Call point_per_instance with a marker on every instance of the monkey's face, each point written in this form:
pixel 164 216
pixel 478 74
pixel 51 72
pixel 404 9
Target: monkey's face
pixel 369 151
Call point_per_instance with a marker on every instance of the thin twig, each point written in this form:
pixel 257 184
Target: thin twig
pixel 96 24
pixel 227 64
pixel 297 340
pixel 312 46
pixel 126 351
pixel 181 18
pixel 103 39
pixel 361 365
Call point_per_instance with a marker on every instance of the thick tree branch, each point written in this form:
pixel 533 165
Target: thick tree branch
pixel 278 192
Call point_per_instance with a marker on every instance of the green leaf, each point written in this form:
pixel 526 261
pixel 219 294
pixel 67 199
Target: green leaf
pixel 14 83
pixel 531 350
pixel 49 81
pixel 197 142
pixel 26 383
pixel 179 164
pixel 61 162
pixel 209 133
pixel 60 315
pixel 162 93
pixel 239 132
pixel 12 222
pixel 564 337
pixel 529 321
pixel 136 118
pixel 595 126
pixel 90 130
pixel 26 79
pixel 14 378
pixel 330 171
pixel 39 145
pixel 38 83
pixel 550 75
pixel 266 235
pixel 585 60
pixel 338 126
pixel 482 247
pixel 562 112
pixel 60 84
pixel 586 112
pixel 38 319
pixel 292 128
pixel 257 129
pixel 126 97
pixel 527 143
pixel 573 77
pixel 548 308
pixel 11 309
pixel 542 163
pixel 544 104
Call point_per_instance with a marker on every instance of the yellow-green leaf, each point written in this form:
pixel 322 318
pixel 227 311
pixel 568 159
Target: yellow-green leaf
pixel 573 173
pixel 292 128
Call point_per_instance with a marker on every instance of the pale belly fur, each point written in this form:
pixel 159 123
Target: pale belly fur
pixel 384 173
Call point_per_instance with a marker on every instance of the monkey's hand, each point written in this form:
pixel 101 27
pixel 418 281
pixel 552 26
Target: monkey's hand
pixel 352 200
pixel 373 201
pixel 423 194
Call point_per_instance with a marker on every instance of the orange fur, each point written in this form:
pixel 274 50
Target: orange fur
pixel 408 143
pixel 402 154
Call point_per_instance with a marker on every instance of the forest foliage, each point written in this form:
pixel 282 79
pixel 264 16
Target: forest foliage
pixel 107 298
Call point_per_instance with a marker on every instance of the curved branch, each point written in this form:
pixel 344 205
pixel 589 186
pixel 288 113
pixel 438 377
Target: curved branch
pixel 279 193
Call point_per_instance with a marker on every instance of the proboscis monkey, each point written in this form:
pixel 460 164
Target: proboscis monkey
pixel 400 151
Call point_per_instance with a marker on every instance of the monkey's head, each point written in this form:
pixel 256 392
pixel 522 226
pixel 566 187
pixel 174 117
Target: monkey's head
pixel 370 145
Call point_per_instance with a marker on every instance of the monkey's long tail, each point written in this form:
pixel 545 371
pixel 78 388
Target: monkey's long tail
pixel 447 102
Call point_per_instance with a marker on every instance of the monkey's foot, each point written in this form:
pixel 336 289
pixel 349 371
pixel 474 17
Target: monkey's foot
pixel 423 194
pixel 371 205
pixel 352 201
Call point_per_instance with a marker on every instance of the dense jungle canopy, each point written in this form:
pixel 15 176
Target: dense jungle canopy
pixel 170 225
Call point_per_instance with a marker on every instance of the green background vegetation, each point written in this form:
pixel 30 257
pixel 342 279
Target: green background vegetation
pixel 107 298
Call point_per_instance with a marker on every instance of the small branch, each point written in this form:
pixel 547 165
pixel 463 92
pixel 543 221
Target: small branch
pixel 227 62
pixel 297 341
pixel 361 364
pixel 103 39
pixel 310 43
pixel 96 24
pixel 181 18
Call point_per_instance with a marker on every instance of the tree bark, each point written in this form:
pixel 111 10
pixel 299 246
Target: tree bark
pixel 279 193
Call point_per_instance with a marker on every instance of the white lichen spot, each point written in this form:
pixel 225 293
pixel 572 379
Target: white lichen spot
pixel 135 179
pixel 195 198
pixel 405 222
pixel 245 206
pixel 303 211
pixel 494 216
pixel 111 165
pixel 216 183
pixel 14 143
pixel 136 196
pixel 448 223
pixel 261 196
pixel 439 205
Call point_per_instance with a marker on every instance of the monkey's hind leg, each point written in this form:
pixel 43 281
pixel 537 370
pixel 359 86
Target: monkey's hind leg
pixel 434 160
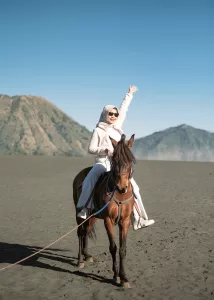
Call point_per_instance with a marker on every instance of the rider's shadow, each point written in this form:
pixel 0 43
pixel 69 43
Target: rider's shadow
pixel 11 253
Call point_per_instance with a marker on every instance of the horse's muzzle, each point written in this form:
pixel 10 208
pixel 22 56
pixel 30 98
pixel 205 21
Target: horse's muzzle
pixel 123 190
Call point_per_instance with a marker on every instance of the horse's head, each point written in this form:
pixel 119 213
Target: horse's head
pixel 122 161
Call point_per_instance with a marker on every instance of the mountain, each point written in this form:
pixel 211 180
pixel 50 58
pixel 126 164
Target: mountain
pixel 31 125
pixel 176 143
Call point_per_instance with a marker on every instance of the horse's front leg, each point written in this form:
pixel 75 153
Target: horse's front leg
pixel 89 229
pixel 112 247
pixel 80 233
pixel 123 227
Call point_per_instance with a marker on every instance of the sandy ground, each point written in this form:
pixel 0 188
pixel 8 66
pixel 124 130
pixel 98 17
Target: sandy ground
pixel 173 259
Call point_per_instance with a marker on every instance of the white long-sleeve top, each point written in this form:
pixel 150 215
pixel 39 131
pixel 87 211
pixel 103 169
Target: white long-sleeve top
pixel 100 140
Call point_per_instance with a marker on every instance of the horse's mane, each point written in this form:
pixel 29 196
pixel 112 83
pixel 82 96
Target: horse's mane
pixel 122 156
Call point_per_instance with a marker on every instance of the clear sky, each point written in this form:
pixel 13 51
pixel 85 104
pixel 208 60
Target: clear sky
pixel 82 55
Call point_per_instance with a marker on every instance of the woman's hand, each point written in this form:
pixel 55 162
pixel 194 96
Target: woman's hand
pixel 133 89
pixel 108 152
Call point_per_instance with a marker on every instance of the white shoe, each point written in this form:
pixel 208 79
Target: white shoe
pixel 83 213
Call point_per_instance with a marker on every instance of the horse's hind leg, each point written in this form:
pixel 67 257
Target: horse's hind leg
pixel 123 227
pixel 80 233
pixel 89 230
pixel 112 248
pixel 85 253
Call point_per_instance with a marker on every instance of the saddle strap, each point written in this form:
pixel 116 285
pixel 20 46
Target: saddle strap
pixel 119 203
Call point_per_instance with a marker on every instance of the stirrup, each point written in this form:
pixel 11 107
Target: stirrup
pixel 83 214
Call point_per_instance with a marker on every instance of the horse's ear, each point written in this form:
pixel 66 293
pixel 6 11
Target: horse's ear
pixel 114 143
pixel 131 141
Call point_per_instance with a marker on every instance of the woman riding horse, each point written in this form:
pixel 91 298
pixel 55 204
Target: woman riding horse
pixel 109 126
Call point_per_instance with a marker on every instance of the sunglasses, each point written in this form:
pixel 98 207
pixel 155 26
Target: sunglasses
pixel 113 114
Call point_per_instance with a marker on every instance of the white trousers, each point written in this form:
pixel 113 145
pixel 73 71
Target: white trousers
pixel 92 178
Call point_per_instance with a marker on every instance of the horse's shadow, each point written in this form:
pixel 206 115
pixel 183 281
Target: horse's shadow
pixel 11 253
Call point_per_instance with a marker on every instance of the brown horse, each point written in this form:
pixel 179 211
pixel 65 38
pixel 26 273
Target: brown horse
pixel 113 200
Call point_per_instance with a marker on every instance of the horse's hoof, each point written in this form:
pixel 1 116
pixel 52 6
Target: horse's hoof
pixel 126 285
pixel 89 259
pixel 81 265
pixel 116 280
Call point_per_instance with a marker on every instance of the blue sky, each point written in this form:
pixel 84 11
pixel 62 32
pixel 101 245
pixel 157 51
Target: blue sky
pixel 82 55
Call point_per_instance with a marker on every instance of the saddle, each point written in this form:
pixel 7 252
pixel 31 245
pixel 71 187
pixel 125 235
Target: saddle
pixel 96 204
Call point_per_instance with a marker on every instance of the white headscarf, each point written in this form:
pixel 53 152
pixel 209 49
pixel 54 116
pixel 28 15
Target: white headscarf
pixel 103 119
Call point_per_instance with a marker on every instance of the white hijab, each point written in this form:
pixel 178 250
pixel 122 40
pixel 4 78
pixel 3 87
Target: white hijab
pixel 103 119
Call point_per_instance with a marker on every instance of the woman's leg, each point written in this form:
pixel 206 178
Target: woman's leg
pixel 142 220
pixel 89 184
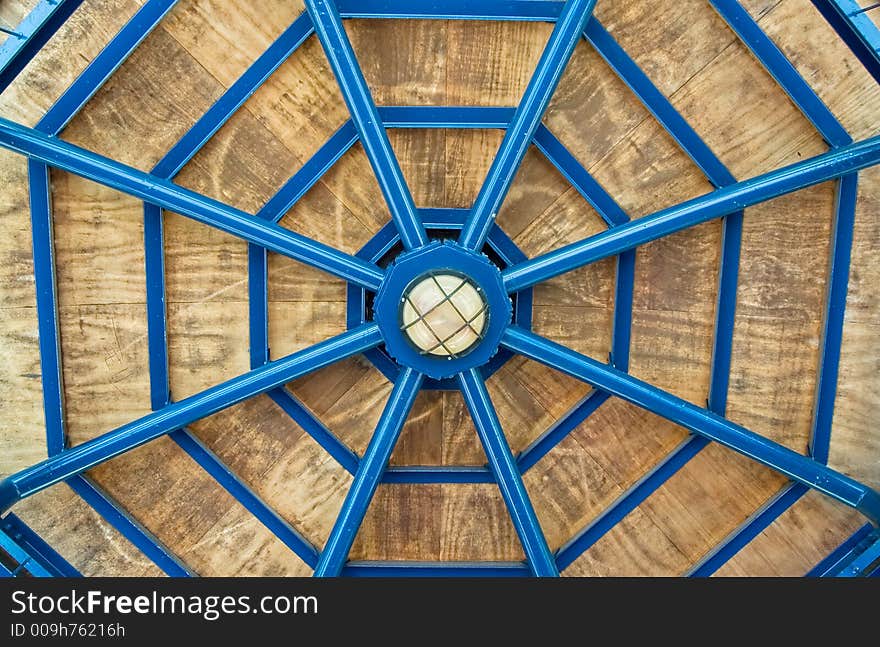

* * *

#### [Problem to work on]
Copy the lines word for word, from the first one through the line holding "pixel 369 151", both ends included.

#### [Result]
Call point_per_instance with a marker on every instance of the monkey's face, each point written in this form:
pixel 164 216
pixel 478 74
pixel 51 72
pixel 404 9
Target: monkey's face
pixel 369 151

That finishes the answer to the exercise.